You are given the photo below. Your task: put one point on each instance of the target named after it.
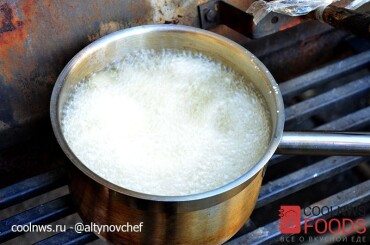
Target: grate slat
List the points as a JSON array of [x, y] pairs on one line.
[[305, 177], [31, 187], [354, 121], [305, 109], [315, 78]]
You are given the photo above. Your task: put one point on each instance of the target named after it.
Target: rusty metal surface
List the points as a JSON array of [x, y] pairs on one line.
[[38, 37], [357, 23]]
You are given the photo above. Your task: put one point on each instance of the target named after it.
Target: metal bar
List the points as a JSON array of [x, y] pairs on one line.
[[70, 237], [41, 214], [315, 78], [270, 233], [325, 143], [303, 110], [354, 121], [32, 187], [236, 19], [345, 19], [305, 177]]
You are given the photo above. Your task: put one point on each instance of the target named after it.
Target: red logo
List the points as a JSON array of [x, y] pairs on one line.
[[290, 219]]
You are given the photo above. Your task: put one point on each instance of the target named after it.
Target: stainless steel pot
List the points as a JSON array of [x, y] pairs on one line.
[[206, 218]]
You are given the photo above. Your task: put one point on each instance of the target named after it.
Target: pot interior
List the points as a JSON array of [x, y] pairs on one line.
[[113, 47]]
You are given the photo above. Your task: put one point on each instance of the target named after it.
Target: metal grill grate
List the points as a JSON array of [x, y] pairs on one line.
[[341, 88]]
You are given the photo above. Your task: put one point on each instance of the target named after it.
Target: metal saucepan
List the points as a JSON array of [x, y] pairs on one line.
[[206, 218]]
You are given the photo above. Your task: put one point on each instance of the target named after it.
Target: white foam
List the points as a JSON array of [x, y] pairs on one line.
[[167, 123]]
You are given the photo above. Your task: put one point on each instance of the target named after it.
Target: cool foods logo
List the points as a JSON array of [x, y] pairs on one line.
[[290, 220]]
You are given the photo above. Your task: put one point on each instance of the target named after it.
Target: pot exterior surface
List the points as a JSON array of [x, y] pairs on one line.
[[209, 217], [213, 225]]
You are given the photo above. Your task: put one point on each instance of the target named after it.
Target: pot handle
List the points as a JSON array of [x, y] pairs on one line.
[[325, 143]]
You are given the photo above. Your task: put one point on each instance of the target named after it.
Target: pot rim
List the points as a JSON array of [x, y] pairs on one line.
[[115, 36]]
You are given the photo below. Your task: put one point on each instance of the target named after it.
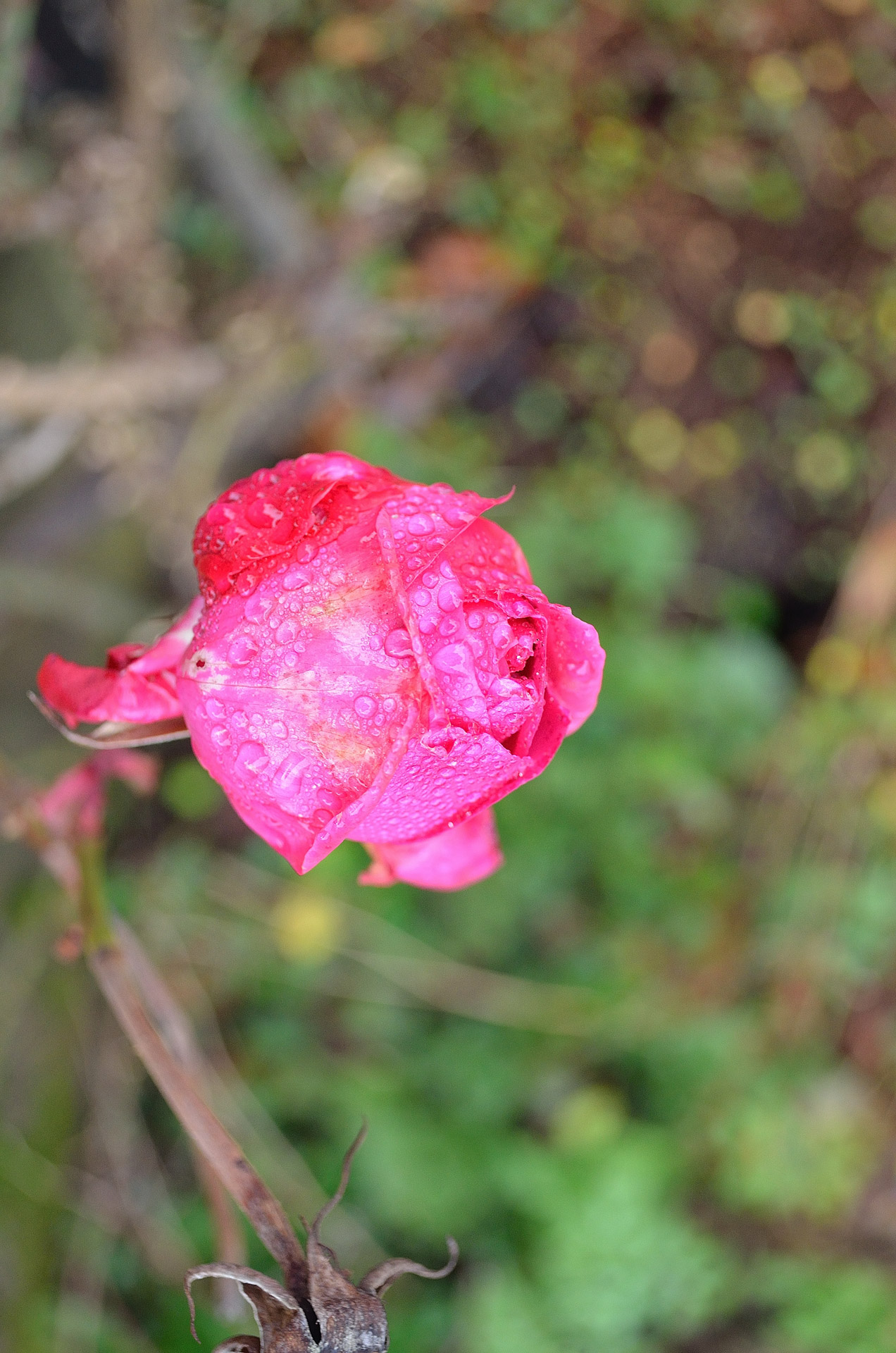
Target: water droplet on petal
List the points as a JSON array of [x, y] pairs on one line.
[[449, 595], [242, 650], [252, 758], [259, 607], [398, 644], [289, 776]]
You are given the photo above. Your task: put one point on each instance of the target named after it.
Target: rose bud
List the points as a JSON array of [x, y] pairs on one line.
[[368, 660]]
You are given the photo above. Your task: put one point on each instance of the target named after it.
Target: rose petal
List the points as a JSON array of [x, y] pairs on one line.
[[137, 686], [97, 694], [575, 665], [442, 779], [455, 858]]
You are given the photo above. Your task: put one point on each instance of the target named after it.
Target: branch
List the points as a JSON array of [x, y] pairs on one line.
[[123, 385], [268, 1219]]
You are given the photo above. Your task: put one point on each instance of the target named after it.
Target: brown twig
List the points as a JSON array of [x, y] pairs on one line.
[[176, 1032], [122, 385], [268, 1219]]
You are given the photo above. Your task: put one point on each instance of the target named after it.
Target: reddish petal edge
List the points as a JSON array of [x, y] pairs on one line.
[[130, 691], [97, 694], [455, 858]]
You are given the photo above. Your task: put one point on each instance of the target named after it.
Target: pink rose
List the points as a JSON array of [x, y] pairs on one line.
[[368, 660]]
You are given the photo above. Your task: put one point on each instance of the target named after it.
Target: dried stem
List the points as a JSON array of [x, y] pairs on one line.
[[111, 972], [178, 1034]]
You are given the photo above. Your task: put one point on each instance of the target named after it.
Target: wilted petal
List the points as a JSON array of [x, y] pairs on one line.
[[137, 685]]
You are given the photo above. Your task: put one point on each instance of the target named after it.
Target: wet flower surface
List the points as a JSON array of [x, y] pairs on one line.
[[368, 660]]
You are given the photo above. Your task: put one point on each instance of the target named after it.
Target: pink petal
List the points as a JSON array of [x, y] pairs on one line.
[[97, 694], [443, 778], [294, 700], [137, 686], [275, 513], [455, 858], [575, 665], [75, 804], [170, 647]]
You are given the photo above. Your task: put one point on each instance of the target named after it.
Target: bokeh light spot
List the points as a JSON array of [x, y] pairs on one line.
[[762, 317], [658, 439], [669, 357]]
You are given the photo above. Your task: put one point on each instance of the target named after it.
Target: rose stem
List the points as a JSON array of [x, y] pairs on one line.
[[110, 968]]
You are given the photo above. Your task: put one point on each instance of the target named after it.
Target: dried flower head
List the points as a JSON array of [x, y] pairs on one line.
[[321, 1310]]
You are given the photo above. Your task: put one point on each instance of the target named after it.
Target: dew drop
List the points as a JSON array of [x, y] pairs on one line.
[[289, 777], [449, 595], [252, 758], [259, 607], [242, 650], [398, 643]]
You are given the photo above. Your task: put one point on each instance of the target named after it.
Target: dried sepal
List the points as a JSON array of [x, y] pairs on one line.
[[382, 1278], [113, 734], [332, 1316], [282, 1322]]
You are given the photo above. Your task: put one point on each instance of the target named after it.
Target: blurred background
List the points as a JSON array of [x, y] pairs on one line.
[[637, 257]]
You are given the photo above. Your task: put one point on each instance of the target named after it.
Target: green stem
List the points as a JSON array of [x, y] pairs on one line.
[[98, 931]]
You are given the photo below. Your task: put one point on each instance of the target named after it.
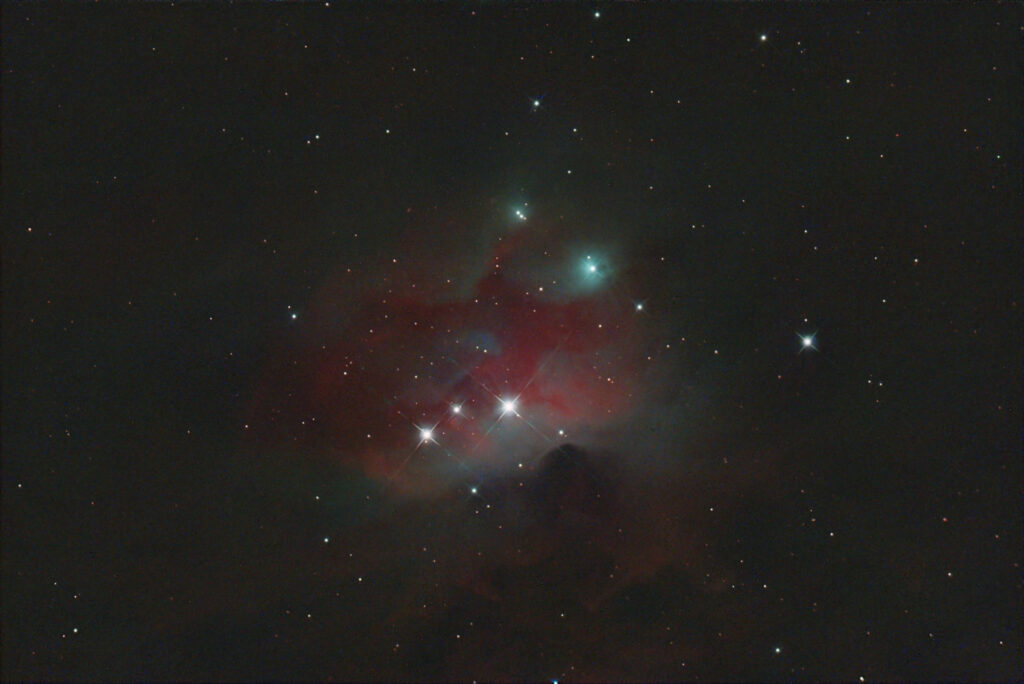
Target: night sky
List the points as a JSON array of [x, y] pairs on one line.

════

Rewrite the whole listing above, replacing every "JSON array" with "JSON list" and keeping everything else unchanged. Leave the pictures out.

**Result of the task:**
You are given the photo below. Your task: put one point on each instance of the target named after it.
Target: grate slat
List the points as a JSON list of [x, y] pairs on one line.
[[305, 177], [31, 187], [354, 121], [305, 109], [315, 78]]
You are given the photo above. Your task: put one point on each instance of the target named after it.
Target: rusty metal surface
List the points as a JSON list of [x, y] pairs on one line.
[[38, 37], [357, 23]]
You are given the photo above. Your task: put one point on each instance of the target named after it.
Target: metal bar
List the points as a JSON list of [x, y] pairs on one line.
[[70, 237], [41, 214], [315, 78], [270, 233], [325, 143], [303, 110], [354, 121], [32, 187], [236, 19], [345, 19], [305, 177]]
You are given the photo above. Your task: put one point on each instance of the target named after it.
Target: red logo
List the points as a JSON list of [x, y] pairs on one line.
[[290, 219]]
You are given the photo above. Your task: put one point on each instance of the target named after it.
Target: stainless steel pot
List the points as a JSON list of [x, y] pairs on one line.
[[206, 218]]
You are given the photo above. Your task: put one point on each instance of the target named after it.
Target: pot interior
List the points as a JSON list of [x, y] pairs on one line.
[[113, 47]]
You are given the photo above. Your task: put one point on each instance of the target named after it.
Target: metal grill grate
List the points as a JSON list of [x, y] pairs on one line.
[[341, 88]]
You are given the photo above. Your task: put one point on each instance of the target named after it.
Target: metal saucepan
List the points as a JSON list of [x, y] pairs on one line.
[[206, 218]]
You are given the photo above. Your task: put one point on each instance of the target named after it.
Target: white foam
List the points as a JSON list of [x, y] pairs on one line.
[[167, 123]]
You are given the photo above. Your task: put one point on each instance of the target named after it.
Target: cool foods logo
List the points as a JSON list of [x, y] pairs on one line.
[[290, 220]]
You are given the photo above. Your task: put one point on each instance of the target named after it.
Target: pot exterior surface
List the points as a JSON list of [x, y] pairs on one line.
[[209, 217], [213, 225]]
You are given the photo above. Your task: put one point on each instance of the target named after it.
Target: pot handle
List the points as a JSON list of [x, y] pairs on one line.
[[325, 143]]
You are given the photo above. Your task: put one point on each instance of the target named after it.
Target: pot rim
List the points as a JSON list of [x, y] pairs on one line.
[[115, 36]]
You are given the photo below. Your task: put one point on each instance of the target named after it.
Target: water droplet on petal
List the points as a JSON list of [x, y] pairs on one line.
[[449, 595], [242, 650], [252, 758], [259, 607], [398, 644], [289, 776]]
You are given the photo above. Your task: put one point on each instance of the target named after it.
Target: rose bud
List the points as a JSON list of [x, y] pairs on one line.
[[368, 660]]
You are given the photo above. Your task: put one point on each instance of the target named after it.
Target: rose petal
List the points as a JSON list of [x, y] pairs on one line.
[[137, 686], [97, 694], [575, 665], [442, 779], [455, 858]]
You are given the photo above. Your task: put one point on each instance of the target named after it.
Target: branch
List the points as a JSON list of [x, y] pairs on one line.
[[123, 385], [268, 1219]]
You are given the photo above. Your task: put one point on each instance of the target named after it.
Target: brown twig
List the points as a JSON list of [x, y] pairs on one line.
[[176, 1032], [122, 385], [268, 1219]]
You are given the photo above. Your task: put one point on each instance of the target named after it.
Target: reddish petal edge
List the points as a JSON list of [x, y] pairs on one line.
[[130, 691], [97, 694], [455, 858]]
You are given the photo above. Your task: put one point on each instance of the target named after it.
Target: pink rose
List the points as a JSON list of [x, y] pairs on one line.
[[368, 660]]
You are given the photo above. Your task: put one point on each instance of the target named after it.
Target: dried stem
List the points as a JSON list of [x, y] pairs on one line.
[[111, 972], [178, 1034]]
You are given the photo above. Your task: put one point on each instance of the target named after it.
Target: wilted petal
List the points as a JSON list of [x, y] pairs on one line.
[[137, 685]]
You are given the photo above. Your task: put one point on each instance of the target named after it.
Target: wet flower surface
List the points as a JSON list of [x, y] pairs on one line.
[[368, 660]]
You are given the photo above. Your task: put one point on each instance of the target named after it.
Target: pink petal
List the points as a JSON list of [x, y] pairs on one line.
[[97, 694], [443, 778], [294, 700], [137, 686], [275, 513], [455, 858], [575, 665], [75, 804], [170, 647]]
You are given the photo above. Your task: put one point on each instance of the target named after it.
Target: bokeh light spot
List the points as a JSON list of [x, y] pairs on one line.
[[762, 317], [658, 439], [669, 357]]
You are given the photo above. Your task: put one point on each instance of the target named after it.
Target: rose stem
List the points as a JSON list of [x, y] pairs on one line.
[[110, 968]]
You are given the photo above. Your task: put one point on each instance of the target named after it.
Target: dried flower head
List the points as a JSON list of [x, y] pairs on one line.
[[321, 1310]]
You are given the photo above. Your task: put one point on each instance of the target named after it.
Target: dew drop
List the points as a JSON list of [x, y] pairs on one line.
[[289, 777], [449, 595], [252, 758], [259, 607], [242, 650], [398, 643]]
You are given the photo above. Your task: put one point on each instance of the target named after it.
Target: dried sepal
List the points as a JSON list of [x, y] pairs on one line.
[[382, 1278], [113, 734], [332, 1316], [282, 1322]]
You are given the photo above. Your task: put one point on each instance of the target named after it.
Target: blurred background
List the points as a JSON list of [x, y] pairs on one line.
[[637, 257]]
You are given the photo above. Your task: put one point on each instance of the target named after it.
Target: green stem
List the points as a JSON list of [x, y] pairs on one line.
[[98, 931]]
You are given the photo below. Your task: put one point on each instance of the target named after it.
Target: night sky
List the points as a JSON list of [x, y] pairs on one line.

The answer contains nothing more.